(Job 1):
Count the lines in the records below that contain the word "hand", and give only that number.

Book review

Gertrude Vanderbilt Whitney: A Biography by B.H. Friedman
published by Doubleday & Company, New York, 1978

Reviewed by MAURINE ROTHSCHILD

B.H. Friedman's account of the life of the outstanding patroness of American art, Gertrude Vanderbilt Whitney, offers a remarkable view of the world of the rich and the talented of the nineteenth and twentieth centuries - of lives privileged and glamorous, yet often fragmented and frustrating. Its authenticity is the result of his own extensive research in collaboration with Mrs. Whitney's granddaughter, Flora Miller Irving, now President of the Whitney Museum of American Art.

When Gertrude Vanderbilt married Henry Payne Whitney in 1896, two of America's wealthiest families were united. Henry was the boy across 57th Street on Fifth Avenue, educated for a career in law and business: but such was his wealth that his life focused on polo, racing stables and the sports of the rich. He took over his family responsibilities with little fuss and some interest. Business for him was natural, often perfunctory - a gentlemanly burden that must not interfere with his sporting life. He fulfilled his inherited financial obligations with diligence but often without zest. Much of his marriage was spent in long separations from his wife and family in pursuit of the life of a sportsman.

(Material for this task):
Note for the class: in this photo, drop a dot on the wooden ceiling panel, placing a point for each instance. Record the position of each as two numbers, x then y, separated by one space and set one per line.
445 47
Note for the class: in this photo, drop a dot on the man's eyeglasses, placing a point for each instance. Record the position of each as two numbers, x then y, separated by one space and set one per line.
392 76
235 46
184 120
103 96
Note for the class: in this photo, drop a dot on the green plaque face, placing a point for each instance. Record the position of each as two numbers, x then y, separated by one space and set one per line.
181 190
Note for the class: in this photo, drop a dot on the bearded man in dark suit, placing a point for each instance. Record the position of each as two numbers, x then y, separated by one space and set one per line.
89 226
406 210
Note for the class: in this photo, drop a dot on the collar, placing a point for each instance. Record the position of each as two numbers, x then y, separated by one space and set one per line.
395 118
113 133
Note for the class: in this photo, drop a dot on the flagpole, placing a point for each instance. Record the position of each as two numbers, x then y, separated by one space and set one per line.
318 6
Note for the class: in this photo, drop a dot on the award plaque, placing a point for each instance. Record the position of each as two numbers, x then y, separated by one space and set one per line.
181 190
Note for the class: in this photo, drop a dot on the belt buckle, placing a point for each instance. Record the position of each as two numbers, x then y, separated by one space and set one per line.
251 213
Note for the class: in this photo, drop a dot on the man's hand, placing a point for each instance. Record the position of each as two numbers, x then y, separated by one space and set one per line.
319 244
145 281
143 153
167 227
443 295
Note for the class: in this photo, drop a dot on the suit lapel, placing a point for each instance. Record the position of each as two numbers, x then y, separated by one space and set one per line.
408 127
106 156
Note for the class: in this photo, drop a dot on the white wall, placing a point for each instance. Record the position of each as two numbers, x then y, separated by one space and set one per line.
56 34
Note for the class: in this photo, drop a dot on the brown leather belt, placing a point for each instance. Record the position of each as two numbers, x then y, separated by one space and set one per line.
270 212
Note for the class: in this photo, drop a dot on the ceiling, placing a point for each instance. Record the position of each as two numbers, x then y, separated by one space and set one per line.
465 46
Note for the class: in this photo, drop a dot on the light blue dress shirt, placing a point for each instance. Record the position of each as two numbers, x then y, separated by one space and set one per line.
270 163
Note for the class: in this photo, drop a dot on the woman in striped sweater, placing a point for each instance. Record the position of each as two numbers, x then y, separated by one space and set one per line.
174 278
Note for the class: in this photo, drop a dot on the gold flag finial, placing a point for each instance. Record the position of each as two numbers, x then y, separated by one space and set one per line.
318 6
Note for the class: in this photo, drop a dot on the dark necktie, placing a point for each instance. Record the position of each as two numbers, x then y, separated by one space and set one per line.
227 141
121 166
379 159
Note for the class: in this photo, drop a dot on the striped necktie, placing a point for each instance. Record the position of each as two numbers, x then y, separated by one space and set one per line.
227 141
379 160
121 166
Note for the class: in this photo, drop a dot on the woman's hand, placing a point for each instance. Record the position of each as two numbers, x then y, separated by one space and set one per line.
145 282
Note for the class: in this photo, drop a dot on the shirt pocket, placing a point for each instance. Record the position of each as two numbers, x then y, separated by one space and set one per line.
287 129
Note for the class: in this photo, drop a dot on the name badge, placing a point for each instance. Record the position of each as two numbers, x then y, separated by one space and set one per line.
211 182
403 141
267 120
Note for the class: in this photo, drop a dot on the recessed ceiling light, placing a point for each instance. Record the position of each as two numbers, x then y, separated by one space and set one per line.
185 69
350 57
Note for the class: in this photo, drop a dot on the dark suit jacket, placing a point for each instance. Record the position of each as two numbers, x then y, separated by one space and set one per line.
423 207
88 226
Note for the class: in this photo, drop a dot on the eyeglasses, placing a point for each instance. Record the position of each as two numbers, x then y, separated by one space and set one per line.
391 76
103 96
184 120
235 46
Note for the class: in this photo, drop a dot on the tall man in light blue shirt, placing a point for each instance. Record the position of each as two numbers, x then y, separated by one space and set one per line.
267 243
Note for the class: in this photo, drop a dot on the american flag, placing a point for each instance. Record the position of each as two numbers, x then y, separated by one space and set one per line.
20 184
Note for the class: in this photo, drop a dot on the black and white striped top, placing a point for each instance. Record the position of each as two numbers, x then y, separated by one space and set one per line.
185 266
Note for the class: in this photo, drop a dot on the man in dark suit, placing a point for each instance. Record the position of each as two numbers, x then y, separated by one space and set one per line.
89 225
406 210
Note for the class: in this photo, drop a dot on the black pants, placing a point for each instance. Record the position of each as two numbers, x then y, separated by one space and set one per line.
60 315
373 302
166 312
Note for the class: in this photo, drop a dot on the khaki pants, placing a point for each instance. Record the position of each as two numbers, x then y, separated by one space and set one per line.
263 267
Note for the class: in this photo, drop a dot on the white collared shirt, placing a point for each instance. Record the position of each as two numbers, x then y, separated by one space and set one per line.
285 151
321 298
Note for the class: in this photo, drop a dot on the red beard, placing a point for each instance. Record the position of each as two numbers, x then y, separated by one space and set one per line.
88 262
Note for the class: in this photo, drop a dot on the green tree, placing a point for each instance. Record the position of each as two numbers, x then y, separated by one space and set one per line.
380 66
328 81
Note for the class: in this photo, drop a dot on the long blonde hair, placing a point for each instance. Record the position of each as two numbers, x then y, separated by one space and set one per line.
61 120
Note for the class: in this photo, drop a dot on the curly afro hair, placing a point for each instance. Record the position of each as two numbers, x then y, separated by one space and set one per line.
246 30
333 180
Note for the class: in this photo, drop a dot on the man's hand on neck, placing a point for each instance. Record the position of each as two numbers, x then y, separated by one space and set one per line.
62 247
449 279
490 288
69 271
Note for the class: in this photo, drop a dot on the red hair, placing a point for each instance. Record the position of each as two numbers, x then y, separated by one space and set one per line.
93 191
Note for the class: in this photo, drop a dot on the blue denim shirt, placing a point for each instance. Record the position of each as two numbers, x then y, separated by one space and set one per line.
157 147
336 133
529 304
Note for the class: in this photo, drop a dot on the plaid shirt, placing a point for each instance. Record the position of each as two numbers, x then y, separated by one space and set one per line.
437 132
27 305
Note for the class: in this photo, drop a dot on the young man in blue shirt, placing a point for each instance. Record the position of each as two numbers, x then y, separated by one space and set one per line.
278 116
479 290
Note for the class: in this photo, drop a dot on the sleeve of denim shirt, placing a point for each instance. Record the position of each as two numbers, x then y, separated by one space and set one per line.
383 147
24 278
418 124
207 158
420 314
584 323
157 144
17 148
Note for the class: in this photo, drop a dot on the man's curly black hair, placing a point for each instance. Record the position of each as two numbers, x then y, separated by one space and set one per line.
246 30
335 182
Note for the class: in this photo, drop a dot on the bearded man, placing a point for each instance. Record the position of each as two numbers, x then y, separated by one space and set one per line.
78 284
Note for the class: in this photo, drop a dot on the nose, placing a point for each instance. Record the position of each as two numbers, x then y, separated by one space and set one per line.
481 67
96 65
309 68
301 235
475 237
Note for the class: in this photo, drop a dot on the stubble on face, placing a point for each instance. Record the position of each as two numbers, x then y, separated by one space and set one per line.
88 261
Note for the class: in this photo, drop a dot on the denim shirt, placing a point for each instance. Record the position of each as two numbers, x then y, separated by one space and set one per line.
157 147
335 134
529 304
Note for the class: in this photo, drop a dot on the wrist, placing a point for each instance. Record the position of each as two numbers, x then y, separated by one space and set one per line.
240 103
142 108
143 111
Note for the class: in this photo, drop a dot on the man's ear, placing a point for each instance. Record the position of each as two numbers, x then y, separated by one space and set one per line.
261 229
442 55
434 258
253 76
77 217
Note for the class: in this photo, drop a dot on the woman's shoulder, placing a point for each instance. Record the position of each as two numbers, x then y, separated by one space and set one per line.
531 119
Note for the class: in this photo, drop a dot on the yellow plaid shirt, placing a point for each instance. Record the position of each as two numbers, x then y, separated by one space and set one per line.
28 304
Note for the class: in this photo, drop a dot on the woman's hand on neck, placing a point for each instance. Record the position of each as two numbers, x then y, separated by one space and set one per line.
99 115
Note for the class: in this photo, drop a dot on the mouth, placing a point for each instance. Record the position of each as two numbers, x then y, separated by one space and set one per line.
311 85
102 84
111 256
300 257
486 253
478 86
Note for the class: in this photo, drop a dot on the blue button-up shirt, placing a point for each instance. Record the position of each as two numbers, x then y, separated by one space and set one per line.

(Job 2):
Answer these questions from the book review above:
(a) Who wrote the review?
(b) In what year did Gertrude Vanderbilt marry Henry Payne Whitney?
(c) What position does Flora Miller Irving hold?

(Exercise result 1):
4

(Exercise result 2):
(a) Maurine Rothschild
(b) 1896
(c) President of the Whitney Museum of American Art